(Point-per-instance localization data)

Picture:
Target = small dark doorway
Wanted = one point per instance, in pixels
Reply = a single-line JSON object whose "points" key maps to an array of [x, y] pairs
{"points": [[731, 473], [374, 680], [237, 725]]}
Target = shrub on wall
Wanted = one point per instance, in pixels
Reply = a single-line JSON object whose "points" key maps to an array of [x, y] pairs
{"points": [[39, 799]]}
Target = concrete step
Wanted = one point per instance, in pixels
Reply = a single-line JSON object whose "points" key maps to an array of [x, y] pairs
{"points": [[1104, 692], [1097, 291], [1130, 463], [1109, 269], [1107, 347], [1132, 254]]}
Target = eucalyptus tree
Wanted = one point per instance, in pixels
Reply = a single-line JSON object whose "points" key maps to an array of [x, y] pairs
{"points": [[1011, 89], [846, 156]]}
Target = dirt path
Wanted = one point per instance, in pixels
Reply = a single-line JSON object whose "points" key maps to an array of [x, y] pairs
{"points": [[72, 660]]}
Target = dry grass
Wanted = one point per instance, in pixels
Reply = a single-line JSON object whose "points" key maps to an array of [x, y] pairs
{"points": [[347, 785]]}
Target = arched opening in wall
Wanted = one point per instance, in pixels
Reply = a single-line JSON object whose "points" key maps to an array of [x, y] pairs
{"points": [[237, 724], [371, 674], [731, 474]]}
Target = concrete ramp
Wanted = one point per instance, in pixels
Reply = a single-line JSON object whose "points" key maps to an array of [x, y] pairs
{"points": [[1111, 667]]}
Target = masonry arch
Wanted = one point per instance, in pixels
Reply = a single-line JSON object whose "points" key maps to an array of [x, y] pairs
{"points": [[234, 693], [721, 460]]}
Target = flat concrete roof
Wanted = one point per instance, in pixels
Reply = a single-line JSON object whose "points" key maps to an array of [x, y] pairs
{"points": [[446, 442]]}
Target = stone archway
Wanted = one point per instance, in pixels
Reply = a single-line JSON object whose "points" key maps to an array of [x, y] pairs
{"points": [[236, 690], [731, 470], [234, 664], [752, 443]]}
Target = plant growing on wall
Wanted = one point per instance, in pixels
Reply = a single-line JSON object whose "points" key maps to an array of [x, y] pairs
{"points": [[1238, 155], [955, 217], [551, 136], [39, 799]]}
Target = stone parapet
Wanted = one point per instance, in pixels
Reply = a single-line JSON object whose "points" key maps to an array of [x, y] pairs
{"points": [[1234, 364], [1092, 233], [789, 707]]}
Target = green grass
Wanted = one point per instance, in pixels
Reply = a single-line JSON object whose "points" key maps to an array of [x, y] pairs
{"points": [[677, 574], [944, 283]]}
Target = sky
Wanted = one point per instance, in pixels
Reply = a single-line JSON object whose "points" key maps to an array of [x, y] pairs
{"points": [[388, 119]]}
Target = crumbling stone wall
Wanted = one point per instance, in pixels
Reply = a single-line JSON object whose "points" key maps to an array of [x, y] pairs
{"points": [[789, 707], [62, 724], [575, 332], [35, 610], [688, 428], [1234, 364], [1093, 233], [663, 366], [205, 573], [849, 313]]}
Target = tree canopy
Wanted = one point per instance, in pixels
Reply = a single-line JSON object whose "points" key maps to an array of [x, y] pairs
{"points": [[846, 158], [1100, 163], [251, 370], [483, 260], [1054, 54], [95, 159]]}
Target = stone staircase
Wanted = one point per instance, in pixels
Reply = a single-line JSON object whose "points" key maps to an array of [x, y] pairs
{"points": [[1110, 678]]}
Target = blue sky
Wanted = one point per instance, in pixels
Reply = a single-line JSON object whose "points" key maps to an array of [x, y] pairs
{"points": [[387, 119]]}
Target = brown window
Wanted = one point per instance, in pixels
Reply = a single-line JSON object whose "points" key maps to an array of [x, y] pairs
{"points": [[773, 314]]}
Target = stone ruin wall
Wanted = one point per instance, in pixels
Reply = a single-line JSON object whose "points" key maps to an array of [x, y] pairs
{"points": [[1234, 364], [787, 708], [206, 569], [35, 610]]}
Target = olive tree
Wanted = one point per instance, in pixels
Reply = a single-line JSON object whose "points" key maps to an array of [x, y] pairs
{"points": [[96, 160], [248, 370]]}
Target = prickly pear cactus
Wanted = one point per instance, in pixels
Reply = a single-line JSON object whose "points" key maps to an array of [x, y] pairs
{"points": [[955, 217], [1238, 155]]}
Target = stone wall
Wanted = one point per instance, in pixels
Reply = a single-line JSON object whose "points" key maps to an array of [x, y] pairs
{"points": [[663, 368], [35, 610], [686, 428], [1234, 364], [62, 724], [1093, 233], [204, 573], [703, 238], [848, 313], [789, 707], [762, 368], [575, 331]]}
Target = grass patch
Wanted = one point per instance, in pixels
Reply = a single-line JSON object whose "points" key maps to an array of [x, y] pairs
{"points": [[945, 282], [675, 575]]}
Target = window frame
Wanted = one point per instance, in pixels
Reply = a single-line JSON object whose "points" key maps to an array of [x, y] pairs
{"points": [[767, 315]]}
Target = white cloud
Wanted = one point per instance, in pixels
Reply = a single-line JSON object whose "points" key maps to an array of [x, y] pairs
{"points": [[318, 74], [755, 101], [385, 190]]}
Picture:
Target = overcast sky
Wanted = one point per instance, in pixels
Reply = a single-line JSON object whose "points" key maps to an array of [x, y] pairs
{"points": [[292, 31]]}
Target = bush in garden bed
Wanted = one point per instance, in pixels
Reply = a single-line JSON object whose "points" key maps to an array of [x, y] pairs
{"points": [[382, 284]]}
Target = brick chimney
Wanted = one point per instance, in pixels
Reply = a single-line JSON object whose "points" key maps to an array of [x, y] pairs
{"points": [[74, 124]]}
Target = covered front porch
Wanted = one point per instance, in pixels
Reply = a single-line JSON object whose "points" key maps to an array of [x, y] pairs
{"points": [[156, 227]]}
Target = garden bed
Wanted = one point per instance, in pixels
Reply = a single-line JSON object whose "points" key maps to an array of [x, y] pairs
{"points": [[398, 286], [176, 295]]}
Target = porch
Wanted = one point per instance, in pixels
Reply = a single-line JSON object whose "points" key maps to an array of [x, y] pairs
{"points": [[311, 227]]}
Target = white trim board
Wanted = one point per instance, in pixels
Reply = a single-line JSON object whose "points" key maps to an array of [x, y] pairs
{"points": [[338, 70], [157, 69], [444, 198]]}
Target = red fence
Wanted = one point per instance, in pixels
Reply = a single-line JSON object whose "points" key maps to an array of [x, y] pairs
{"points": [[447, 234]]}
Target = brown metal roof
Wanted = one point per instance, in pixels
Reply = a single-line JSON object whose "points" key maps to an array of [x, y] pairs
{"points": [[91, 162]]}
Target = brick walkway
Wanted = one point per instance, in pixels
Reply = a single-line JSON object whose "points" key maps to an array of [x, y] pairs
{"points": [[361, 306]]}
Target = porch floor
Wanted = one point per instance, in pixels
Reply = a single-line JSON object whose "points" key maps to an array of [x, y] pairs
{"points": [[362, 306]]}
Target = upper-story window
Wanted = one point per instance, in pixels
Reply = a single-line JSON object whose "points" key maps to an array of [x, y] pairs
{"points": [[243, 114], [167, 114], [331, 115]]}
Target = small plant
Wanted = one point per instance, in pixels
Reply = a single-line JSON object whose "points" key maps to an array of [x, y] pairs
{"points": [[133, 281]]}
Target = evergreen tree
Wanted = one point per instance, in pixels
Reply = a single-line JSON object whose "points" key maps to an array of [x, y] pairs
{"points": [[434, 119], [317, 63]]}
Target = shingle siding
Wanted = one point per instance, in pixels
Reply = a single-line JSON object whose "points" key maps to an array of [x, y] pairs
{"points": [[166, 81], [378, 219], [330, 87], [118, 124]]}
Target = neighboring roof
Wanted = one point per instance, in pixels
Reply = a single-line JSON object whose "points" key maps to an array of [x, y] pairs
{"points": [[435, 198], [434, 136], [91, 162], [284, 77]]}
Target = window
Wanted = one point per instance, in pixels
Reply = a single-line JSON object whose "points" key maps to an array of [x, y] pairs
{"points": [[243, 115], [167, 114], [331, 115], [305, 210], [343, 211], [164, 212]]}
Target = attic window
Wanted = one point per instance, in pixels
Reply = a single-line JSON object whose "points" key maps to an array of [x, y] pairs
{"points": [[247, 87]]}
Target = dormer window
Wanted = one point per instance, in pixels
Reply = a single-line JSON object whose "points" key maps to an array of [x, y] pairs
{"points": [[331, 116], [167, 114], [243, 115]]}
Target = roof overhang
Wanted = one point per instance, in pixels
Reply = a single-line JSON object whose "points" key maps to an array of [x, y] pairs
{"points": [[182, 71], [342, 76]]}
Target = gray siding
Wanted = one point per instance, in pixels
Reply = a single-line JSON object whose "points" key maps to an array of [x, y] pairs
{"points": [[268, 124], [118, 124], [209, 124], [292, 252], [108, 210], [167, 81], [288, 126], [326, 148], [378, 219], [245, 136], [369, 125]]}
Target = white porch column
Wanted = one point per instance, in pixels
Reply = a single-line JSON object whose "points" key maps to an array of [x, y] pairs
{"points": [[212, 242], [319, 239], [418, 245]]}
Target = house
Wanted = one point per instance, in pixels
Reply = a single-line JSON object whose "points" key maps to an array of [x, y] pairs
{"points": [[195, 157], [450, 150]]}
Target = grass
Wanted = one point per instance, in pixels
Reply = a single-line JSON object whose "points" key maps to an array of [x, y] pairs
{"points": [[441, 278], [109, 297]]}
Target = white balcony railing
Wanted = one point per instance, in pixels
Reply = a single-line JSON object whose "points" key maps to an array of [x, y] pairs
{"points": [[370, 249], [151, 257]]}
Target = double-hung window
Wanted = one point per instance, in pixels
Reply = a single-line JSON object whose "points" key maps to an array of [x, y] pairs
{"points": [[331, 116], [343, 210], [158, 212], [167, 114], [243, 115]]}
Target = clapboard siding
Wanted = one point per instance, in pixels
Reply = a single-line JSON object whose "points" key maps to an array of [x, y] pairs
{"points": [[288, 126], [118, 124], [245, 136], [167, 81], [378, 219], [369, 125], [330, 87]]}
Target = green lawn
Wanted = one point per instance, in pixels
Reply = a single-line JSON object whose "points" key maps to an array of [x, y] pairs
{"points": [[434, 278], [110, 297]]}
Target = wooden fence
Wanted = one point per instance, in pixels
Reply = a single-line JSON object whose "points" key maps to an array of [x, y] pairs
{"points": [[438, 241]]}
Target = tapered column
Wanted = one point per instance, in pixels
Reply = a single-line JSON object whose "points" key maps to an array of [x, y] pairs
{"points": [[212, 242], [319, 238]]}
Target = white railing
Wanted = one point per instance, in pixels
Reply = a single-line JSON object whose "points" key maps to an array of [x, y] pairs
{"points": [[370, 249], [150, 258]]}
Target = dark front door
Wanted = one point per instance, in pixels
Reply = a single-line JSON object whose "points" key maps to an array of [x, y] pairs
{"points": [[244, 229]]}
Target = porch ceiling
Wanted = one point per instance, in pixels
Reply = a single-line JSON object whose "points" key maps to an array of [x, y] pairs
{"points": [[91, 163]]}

- [What you are asked to do]:
Return every line of the preceding records in which the word "plant" appears.

- [Solution for this problem]:
Target = plant growing on wall
Target = small plant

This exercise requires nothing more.